┌─ Data

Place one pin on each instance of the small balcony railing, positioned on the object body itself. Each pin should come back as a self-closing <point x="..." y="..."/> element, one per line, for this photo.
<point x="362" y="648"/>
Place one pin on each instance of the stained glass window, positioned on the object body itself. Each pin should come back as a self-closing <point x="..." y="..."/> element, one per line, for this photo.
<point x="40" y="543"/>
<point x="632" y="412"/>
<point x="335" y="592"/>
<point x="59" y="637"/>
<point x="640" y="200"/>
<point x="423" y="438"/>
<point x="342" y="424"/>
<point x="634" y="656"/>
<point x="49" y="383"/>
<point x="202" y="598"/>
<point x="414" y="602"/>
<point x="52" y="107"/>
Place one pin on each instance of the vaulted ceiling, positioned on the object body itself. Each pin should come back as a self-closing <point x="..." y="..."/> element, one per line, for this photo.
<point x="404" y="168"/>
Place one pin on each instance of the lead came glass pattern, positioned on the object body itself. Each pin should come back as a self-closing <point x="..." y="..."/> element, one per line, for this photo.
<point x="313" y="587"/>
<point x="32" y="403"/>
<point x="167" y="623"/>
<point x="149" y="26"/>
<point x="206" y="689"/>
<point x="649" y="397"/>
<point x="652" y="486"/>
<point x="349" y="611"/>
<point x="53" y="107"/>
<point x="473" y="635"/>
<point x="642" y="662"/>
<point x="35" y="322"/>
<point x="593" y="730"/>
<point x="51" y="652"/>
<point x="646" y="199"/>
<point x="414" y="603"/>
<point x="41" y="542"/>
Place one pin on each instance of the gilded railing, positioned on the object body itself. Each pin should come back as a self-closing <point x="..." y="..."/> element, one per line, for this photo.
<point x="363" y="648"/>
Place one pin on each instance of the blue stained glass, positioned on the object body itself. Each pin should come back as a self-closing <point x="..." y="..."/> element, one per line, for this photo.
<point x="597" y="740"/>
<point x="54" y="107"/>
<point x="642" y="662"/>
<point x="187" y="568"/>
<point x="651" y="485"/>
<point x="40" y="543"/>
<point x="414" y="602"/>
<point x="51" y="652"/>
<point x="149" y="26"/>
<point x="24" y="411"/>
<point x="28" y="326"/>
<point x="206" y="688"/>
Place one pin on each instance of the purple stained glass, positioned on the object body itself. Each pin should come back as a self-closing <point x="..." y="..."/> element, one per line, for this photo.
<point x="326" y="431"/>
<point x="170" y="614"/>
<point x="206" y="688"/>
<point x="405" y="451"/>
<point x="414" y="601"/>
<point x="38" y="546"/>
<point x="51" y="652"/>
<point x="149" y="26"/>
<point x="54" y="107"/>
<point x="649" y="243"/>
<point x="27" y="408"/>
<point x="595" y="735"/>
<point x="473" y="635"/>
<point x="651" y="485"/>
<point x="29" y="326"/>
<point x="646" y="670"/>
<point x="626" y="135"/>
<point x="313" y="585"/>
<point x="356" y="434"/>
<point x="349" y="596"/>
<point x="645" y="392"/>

└─

• _What you are asked to do_: Set down all of the entries exactly, please.

• _Solution_:
Place one pin on each instance of the small balcony railing, positioned on the object body itself. Each pin should come back as a self-closing <point x="..." y="..."/> element, one per line, for this photo.
<point x="362" y="648"/>
Place one pin on each instance of the stained glass window, positioned on the object body itself. Each pin should come back as a self-closing <point x="..." y="..."/> element, one per line, for this photo.
<point x="40" y="543"/>
<point x="632" y="412"/>
<point x="335" y="592"/>
<point x="59" y="637"/>
<point x="640" y="200"/>
<point x="423" y="438"/>
<point x="342" y="424"/>
<point x="634" y="656"/>
<point x="49" y="383"/>
<point x="202" y="598"/>
<point x="414" y="602"/>
<point x="52" y="107"/>
Place one pin on each instance of the vaulted ceiling, positioned on the object body itself. Each pin should come back as a self-closing <point x="..." y="..."/> element, one per line, for this photo.
<point x="404" y="168"/>
Place one pin on each instance of the lead came glass pattern, positioned on the object body itself. Each pin should come back as a self-closing <point x="..." y="..."/> element, one per line, for this photo.
<point x="313" y="587"/>
<point x="32" y="403"/>
<point x="167" y="623"/>
<point x="149" y="26"/>
<point x="206" y="689"/>
<point x="649" y="397"/>
<point x="652" y="486"/>
<point x="349" y="611"/>
<point x="53" y="107"/>
<point x="473" y="635"/>
<point x="642" y="662"/>
<point x="35" y="322"/>
<point x="593" y="730"/>
<point x="51" y="652"/>
<point x="646" y="199"/>
<point x="414" y="603"/>
<point x="41" y="542"/>
Place one pin on each instance of the gilded railing, positioned on the object body itself. Each pin should come back as a self-closing <point x="..." y="..."/> element, one per line, for this photo.
<point x="363" y="648"/>
Place one pin on each instance of the blue stained glass, positioned on the object body itself. Each pin should come back as a self-closing <point x="..." y="..."/> element, one per line, for this photo.
<point x="597" y="740"/>
<point x="54" y="107"/>
<point x="642" y="662"/>
<point x="187" y="568"/>
<point x="651" y="485"/>
<point x="40" y="543"/>
<point x="414" y="602"/>
<point x="51" y="652"/>
<point x="149" y="26"/>
<point x="24" y="411"/>
<point x="28" y="326"/>
<point x="206" y="688"/>
Place one pin on each instance of the purple stained glass, positioned on the object body itself. Each pin should come back as a self-closing <point x="..." y="..."/> element, one per line, for this photo.
<point x="326" y="431"/>
<point x="170" y="614"/>
<point x="206" y="688"/>
<point x="405" y="451"/>
<point x="414" y="601"/>
<point x="38" y="546"/>
<point x="51" y="652"/>
<point x="149" y="26"/>
<point x="54" y="107"/>
<point x="649" y="243"/>
<point x="27" y="408"/>
<point x="595" y="735"/>
<point x="473" y="635"/>
<point x="651" y="485"/>
<point x="29" y="326"/>
<point x="646" y="670"/>
<point x="626" y="135"/>
<point x="313" y="585"/>
<point x="356" y="434"/>
<point x="349" y="596"/>
<point x="645" y="392"/>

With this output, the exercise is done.